──────── Data to process
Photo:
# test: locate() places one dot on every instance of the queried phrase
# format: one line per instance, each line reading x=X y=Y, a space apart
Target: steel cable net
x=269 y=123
────────────────
» What to produce: Copy each line from the entries above that has the word "instance" in it.

» Written response:
# test: locate() places one dot on every instance of the queried phrase
# format: one line per instance, each line reading x=X y=Y, a space apart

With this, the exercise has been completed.